* _EXERCISE DESCRIPTION_: Please copy each line from the entries that contains the string "roof".
Segment Start: SUPPLIED MATERIAL
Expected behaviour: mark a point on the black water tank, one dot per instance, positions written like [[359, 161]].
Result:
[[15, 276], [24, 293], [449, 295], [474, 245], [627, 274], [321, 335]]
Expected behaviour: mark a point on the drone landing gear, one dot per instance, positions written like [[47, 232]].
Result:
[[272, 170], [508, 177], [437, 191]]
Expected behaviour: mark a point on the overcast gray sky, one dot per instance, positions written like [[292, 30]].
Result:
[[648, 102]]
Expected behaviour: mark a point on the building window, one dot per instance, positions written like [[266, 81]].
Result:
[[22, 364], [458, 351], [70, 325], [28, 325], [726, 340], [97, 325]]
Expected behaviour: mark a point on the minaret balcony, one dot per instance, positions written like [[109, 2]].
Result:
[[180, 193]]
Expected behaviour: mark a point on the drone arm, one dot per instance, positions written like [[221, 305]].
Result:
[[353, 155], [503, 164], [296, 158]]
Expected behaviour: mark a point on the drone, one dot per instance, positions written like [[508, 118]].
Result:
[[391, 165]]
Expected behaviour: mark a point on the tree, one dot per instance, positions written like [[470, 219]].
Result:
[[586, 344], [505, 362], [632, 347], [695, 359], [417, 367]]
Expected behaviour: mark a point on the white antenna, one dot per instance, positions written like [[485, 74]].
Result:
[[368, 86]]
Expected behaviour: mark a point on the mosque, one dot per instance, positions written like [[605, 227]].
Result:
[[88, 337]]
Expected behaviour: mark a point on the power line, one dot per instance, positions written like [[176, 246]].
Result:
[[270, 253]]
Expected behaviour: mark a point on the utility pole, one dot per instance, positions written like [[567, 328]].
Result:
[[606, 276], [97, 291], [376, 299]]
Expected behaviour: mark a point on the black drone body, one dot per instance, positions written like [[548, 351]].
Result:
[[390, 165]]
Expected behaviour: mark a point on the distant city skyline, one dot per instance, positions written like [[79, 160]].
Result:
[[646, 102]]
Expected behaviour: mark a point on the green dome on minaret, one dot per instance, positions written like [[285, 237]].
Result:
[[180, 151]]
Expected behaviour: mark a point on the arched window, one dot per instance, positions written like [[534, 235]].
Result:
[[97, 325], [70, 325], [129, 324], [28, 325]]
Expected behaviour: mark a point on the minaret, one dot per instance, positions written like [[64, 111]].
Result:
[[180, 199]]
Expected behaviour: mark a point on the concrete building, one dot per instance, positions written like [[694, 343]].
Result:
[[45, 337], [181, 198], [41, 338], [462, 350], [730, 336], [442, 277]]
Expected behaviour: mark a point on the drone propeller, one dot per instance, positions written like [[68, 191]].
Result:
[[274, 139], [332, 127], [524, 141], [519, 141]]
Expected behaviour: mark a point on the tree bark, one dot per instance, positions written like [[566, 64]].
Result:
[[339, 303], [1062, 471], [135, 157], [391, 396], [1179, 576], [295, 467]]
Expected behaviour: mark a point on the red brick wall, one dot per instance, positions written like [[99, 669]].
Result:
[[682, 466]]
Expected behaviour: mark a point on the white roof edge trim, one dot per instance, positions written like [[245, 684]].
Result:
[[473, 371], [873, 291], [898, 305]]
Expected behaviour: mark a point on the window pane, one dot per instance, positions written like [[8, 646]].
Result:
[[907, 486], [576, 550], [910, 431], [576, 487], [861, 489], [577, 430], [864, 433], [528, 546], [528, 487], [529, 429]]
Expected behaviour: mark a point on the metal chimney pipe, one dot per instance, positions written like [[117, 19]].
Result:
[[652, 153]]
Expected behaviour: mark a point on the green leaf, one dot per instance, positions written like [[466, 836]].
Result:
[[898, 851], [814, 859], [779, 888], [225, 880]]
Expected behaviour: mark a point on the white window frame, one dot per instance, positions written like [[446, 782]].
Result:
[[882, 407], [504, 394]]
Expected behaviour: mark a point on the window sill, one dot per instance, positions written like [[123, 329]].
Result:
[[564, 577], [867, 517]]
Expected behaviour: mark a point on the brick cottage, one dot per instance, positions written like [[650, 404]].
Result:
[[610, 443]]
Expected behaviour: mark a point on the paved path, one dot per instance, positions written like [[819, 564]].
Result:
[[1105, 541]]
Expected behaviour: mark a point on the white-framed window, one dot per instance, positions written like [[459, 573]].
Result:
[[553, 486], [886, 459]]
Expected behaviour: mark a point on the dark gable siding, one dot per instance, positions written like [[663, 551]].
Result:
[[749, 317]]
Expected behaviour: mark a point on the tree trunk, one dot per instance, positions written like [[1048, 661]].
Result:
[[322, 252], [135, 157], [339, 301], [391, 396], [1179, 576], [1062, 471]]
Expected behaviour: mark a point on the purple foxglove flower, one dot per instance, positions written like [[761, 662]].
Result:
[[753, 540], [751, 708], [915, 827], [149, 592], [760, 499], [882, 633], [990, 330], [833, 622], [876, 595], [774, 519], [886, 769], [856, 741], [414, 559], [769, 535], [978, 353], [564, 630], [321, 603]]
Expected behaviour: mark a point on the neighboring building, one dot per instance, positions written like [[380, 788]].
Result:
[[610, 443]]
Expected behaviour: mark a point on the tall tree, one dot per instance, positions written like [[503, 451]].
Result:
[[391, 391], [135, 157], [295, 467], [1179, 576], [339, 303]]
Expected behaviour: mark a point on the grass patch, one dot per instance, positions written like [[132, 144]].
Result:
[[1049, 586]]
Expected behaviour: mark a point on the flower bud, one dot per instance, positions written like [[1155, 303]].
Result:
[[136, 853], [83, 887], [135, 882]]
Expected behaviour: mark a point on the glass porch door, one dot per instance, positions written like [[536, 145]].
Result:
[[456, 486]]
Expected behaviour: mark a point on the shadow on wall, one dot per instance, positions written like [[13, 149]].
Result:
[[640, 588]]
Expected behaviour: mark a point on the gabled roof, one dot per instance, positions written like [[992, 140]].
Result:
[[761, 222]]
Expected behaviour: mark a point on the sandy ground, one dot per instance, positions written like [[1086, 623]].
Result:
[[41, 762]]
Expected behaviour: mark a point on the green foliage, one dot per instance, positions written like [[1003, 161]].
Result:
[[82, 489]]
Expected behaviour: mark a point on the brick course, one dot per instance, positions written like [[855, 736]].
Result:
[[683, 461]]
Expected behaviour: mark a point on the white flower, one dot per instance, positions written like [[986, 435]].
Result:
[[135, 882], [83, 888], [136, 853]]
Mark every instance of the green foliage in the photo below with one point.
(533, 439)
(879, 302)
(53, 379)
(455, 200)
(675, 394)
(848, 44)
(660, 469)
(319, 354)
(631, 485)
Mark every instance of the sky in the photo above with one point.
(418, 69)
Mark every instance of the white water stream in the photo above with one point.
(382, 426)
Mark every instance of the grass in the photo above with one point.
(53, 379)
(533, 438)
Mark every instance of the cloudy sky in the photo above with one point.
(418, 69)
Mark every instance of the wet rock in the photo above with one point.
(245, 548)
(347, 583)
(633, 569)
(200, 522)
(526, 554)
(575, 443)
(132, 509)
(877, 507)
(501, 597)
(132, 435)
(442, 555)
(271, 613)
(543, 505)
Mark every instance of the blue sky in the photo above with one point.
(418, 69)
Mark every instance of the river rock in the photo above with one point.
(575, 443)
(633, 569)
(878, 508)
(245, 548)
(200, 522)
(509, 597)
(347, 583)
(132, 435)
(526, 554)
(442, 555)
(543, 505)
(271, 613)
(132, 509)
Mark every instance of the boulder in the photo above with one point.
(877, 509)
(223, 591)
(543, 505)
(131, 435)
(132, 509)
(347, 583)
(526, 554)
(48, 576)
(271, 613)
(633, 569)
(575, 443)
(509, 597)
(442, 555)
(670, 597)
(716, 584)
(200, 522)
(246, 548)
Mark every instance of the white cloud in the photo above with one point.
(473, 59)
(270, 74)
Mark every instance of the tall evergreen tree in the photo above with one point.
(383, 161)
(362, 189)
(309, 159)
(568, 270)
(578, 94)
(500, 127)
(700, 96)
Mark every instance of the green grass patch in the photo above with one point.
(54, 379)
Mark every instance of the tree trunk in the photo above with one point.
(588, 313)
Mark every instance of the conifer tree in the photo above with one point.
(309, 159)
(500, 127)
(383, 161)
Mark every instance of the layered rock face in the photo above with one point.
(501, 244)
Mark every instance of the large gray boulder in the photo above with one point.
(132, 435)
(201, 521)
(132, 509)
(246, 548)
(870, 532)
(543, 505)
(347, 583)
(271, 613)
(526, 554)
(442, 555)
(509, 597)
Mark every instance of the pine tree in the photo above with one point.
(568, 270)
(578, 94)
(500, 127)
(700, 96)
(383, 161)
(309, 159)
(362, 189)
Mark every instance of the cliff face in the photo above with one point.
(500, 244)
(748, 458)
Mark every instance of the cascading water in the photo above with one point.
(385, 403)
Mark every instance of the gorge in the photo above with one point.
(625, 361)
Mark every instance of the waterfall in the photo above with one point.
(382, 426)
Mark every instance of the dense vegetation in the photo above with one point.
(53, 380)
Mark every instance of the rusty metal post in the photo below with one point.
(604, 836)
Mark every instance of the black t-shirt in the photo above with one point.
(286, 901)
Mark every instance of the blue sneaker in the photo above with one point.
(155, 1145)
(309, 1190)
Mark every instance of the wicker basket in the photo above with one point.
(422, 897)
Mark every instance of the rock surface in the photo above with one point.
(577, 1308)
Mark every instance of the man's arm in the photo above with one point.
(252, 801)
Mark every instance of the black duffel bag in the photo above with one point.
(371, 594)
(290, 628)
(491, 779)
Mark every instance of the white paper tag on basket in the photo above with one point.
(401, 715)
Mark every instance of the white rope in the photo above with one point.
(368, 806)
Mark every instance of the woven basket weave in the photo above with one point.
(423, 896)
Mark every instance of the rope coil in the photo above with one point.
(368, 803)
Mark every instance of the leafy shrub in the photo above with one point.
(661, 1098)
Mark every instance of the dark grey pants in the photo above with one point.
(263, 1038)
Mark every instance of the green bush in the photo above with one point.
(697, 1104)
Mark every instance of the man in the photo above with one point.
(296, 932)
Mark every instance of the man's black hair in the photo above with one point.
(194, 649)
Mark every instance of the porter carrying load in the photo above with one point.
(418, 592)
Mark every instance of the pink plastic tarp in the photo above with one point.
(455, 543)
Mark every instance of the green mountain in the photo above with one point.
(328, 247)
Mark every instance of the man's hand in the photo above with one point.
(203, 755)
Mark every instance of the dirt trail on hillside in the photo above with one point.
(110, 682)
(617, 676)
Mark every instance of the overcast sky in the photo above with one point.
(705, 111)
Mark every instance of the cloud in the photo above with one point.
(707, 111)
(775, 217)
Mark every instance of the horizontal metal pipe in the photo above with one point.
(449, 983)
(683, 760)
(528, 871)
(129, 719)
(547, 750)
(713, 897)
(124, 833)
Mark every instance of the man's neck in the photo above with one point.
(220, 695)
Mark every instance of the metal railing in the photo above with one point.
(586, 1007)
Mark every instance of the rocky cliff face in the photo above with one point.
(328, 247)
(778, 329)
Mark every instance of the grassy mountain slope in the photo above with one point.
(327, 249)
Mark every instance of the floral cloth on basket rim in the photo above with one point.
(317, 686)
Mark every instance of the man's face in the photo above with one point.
Segment End: SUPPLIED MATERIAL
* _ANSWER TO THE EXERCISE_:
Expected behaviour: mark a point on the white roof edge trim, one dot per instance, positions written like [[245, 684]].
Expected behaviour: mark a point on the gabled roof, one dot per instance, positions written like [[992, 140]].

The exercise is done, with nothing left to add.